Each entry here needs to be set down again exactly, please; pictures are left out.

(Excerpts of pointing data)
--

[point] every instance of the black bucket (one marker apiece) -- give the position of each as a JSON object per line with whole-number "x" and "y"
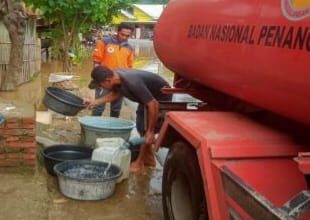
{"x": 62, "y": 101}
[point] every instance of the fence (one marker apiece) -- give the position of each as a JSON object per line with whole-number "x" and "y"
{"x": 31, "y": 57}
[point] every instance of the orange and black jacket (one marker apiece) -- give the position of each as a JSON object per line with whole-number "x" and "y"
{"x": 111, "y": 53}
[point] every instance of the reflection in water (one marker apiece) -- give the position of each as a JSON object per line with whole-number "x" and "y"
{"x": 135, "y": 199}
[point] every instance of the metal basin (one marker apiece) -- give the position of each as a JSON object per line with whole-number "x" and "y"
{"x": 85, "y": 180}
{"x": 62, "y": 101}
{"x": 59, "y": 153}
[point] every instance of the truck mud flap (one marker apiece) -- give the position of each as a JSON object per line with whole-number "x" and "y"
{"x": 257, "y": 206}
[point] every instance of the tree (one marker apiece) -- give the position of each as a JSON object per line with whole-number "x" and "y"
{"x": 13, "y": 15}
{"x": 69, "y": 17}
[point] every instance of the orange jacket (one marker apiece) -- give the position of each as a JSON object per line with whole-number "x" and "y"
{"x": 111, "y": 53}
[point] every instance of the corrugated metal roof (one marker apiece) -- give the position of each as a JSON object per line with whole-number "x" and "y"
{"x": 152, "y": 10}
{"x": 127, "y": 14}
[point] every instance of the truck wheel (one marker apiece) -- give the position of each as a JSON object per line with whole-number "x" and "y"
{"x": 182, "y": 187}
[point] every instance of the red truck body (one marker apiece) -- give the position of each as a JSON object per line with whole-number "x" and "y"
{"x": 259, "y": 53}
{"x": 248, "y": 49}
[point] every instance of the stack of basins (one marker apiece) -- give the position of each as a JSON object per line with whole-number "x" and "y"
{"x": 78, "y": 176}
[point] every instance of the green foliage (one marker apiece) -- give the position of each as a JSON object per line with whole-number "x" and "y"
{"x": 152, "y": 1}
{"x": 70, "y": 17}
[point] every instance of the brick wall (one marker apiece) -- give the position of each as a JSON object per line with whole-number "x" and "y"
{"x": 17, "y": 141}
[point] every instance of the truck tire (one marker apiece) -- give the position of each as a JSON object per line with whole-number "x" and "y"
{"x": 182, "y": 187}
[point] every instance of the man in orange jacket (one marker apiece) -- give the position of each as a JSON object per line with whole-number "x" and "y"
{"x": 113, "y": 52}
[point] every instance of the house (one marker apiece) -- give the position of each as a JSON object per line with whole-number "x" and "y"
{"x": 142, "y": 16}
{"x": 32, "y": 50}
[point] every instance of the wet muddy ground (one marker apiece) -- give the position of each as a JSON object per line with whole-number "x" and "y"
{"x": 35, "y": 195}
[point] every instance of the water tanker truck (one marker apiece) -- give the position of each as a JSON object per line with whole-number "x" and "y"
{"x": 245, "y": 153}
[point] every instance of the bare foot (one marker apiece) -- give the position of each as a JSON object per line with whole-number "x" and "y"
{"x": 136, "y": 166}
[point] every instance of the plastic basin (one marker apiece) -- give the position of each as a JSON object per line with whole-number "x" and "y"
{"x": 94, "y": 127}
{"x": 2, "y": 119}
{"x": 85, "y": 180}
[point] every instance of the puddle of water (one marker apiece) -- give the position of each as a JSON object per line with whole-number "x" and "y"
{"x": 140, "y": 191}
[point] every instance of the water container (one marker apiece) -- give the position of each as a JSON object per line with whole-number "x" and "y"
{"x": 110, "y": 150}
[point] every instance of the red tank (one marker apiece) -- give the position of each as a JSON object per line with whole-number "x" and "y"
{"x": 258, "y": 51}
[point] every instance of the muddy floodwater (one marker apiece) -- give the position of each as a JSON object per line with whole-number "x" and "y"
{"x": 26, "y": 195}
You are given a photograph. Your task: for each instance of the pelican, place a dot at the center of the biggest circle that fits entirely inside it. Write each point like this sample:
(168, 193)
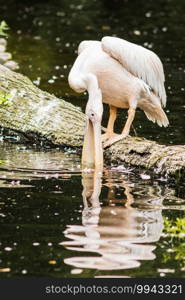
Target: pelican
(123, 75)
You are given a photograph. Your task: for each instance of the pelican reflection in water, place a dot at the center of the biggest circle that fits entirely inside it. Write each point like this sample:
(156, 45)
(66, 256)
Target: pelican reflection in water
(123, 75)
(121, 235)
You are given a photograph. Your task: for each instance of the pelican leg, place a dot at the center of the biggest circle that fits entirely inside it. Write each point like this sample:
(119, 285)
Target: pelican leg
(110, 127)
(125, 131)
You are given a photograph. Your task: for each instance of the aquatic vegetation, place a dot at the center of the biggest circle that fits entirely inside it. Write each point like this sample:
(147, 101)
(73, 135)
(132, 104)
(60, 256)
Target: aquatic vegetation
(175, 228)
(3, 28)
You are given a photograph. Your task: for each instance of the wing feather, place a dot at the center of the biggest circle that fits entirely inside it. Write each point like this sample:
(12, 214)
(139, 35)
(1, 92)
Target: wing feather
(139, 61)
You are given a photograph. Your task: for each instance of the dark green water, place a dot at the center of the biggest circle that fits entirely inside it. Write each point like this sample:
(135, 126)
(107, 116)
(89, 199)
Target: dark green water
(46, 228)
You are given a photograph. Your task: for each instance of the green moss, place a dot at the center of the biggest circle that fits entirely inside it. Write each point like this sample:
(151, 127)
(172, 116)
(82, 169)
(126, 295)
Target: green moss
(175, 227)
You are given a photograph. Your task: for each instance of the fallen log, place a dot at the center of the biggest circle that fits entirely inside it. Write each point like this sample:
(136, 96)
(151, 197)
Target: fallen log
(39, 116)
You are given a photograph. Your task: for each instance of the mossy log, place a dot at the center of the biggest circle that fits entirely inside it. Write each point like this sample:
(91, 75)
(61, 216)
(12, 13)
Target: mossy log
(37, 116)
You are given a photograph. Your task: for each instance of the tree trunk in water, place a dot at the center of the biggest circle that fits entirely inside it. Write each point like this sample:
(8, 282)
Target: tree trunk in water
(39, 116)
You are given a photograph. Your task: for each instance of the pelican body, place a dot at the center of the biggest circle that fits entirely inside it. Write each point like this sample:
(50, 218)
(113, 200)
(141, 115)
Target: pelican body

--

*ANSWER FOR THE TASK*.
[point] every instance of the black bucket (one marker apiece) -- give the position of each as a JSON object per line with whole-number "x" and "y"
{"x": 62, "y": 101}
[point] every instance of the fence (one marker apiece) -- give the position of each as a JSON object per line with whole-number "x" and "y"
{"x": 31, "y": 57}
[point] every instance of the orange and black jacket (one marker apiece) -- give the position of each as a JSON object per line with whole-number "x" and "y"
{"x": 111, "y": 53}
[point] every instance of the reflection in water (one marker apiece) -- give the position of each as a JSON object per line with whole-number "x" and "y"
{"x": 135, "y": 199}
[point] every instance of the metal basin (one marker apiece) -- give the position of each as a JSON object per line with whole-number "x" and "y"
{"x": 85, "y": 180}
{"x": 62, "y": 101}
{"x": 59, "y": 153}
[point] every instance of the truck mud flap (one marker apiece) -- give the position of each as a JSON object per line with whole-number "x" and "y"
{"x": 257, "y": 206}
[point] every instance of the tree (one marker apiece) -- give the position of each as a JSON object per line with whole-number "x" and "y"
{"x": 13, "y": 15}
{"x": 69, "y": 17}
[point] every instance of the orange jacket (one marker apiece) -- give the position of each as a JSON object per line with whole-number "x" and "y"
{"x": 111, "y": 53}
[point] every instance of the corrugated metal roof (one marker apiece) -- give the position of each as a JSON object per line with whole-number "x" and "y"
{"x": 152, "y": 10}
{"x": 127, "y": 14}
[point] every instance of the truck wheel (one marker apiece) -- give the position of each as a JSON object per line with whole-number "x" and "y"
{"x": 182, "y": 187}
[point] every instance of the red truck body (one marker apiece) -- give the position of each as a JSON object per line with whole-number "x" and "y"
{"x": 259, "y": 53}
{"x": 248, "y": 49}
[point] every instance of the stack of basins (one marker apiece) -- give the position of each as a JSON object per line with whole-number "x" and "y"
{"x": 78, "y": 176}
[point] every instance of the green foliage (one marker apiece) -- give the position of each as a JSON object per line with whole-number "x" and "y"
{"x": 152, "y": 1}
{"x": 70, "y": 17}
[point] every instance of the brick wall (one marker apiece) -- give the position of each as a JSON object per line with whole-number "x" and "y"
{"x": 17, "y": 141}
[point] every instance of the truck tire (one marker apiece) -- give the position of each as a JSON object per line with whole-number "x" and "y"
{"x": 182, "y": 187}
[point] every instance of the man in orange jacket (one marker apiece) -- give the position of each as a JSON object per line with whole-number "x" and "y"
{"x": 113, "y": 52}
[point] every instance of the house (one marker apiece) -- give the position of each as a JSON object per line with whole-number "x" and "y"
{"x": 142, "y": 16}
{"x": 32, "y": 50}
[point] every instance of the wet muddy ground (one marker apiece) -- give the position of each as a JSON object per line with whole-number "x" and "y"
{"x": 35, "y": 195}
[point] every instance of the water tanker truck (one marker apiece) -- give the position of each as a JSON object per line with whole-number "x" and "y"
{"x": 245, "y": 153}
[point] every instance of the bare foot (one marker apiece) -- give the position of each as a JSON object per line with whole-number "x" and "y"
{"x": 136, "y": 166}
[point] every instance of the plastic basin (one marker apiece) -- give the position of each as a JSON object per line with whole-number "x" and "y"
{"x": 94, "y": 127}
{"x": 2, "y": 119}
{"x": 85, "y": 180}
[point] every instance of the puddle of water (one marker apiece) -- give the position of each as a JSON object per line with whole-number "x" and "y"
{"x": 140, "y": 191}
[point] every instance of the water container (one marker apiece) -- give the position of each as a JSON object per line with whole-number "x" and "y"
{"x": 110, "y": 150}
[point] every instance of the red tank (one marker apiece) -- give the position of each as a JSON object per line with whole-number "x" and "y"
{"x": 258, "y": 51}
[point] every instance of the muddy floodwater (one marker apiece) -- give the position of each as a JSON object per line with whole-number "x" and "y"
{"x": 26, "y": 195}
You are given a photograph. Your task: for each instance of the pelican, place a dot at the center of the biggest circle that fits entirely inside it. Write each point like this sample:
(168, 193)
Target: pelican
(123, 75)
You are given a photograph. Your task: for each instance of the pelican reflection in water, place a dot at the center of the biggest circle that fits entirely inside it. Write each point like this sample:
(156, 45)
(66, 256)
Target: pelican reflection in water
(123, 75)
(121, 235)
You are given a photograph. Your task: for each instance of the pelican leg, place a dot at the center of the biggest circle that fits entirely inside it. Write each point like this sample:
(119, 285)
Target: pelican leg
(110, 127)
(125, 131)
You are given a photograph. Your task: for each instance of the aquatic vegetation, place a dot at the center of the biggest circle that fits entirely inside it. Write each point like this sample:
(147, 101)
(73, 135)
(132, 104)
(60, 256)
Target: aquatic vegetation
(175, 228)
(3, 28)
You are given a photograph. Your task: for each instance of the wing feather, place a dot at the center of the biggest circle that fits entirely inside it. Write each point like this sample:
(12, 214)
(139, 35)
(1, 92)
Target: wing feather
(139, 61)
You are given a photograph. Your task: for each instance of the dark green water, place a dot at the center of the biggest circle that fits entirely inside it. Write each point like this sample:
(135, 126)
(107, 116)
(89, 199)
Target: dark green water
(46, 228)
You are given a photograph. Your task: for each instance of the green moss, place a dot at the center of the biggest circle that fits entirely inside it. Write each point like this sample:
(151, 127)
(172, 116)
(82, 169)
(126, 295)
Target: green moss
(175, 227)
You are given a photograph. Your task: for each instance of the fallen log, place a dot at the center of the biggest circle that fits entirely inside it. Write each point like this sample:
(136, 96)
(151, 197)
Target: fallen log
(39, 116)
You are given a photograph. Your task: for each instance of the mossy log, place a dot at the center of the biggest circle that fits entirely inside it. Write each point like this sample:
(91, 75)
(61, 216)
(12, 13)
Target: mossy log
(37, 116)
You are given a photograph. Your task: for each instance of the tree trunk in water, place a dot at the center of the biggest circle that fits entirely inside it. Write each point like this sample:
(8, 282)
Target: tree trunk in water
(39, 116)
You are given a photograph. Your task: for each instance of the pelican body, place a dot at the center of the biggest circle that fits entirely inside it. Write each point like this sample:
(50, 218)
(113, 200)
(141, 115)
Target: pelican body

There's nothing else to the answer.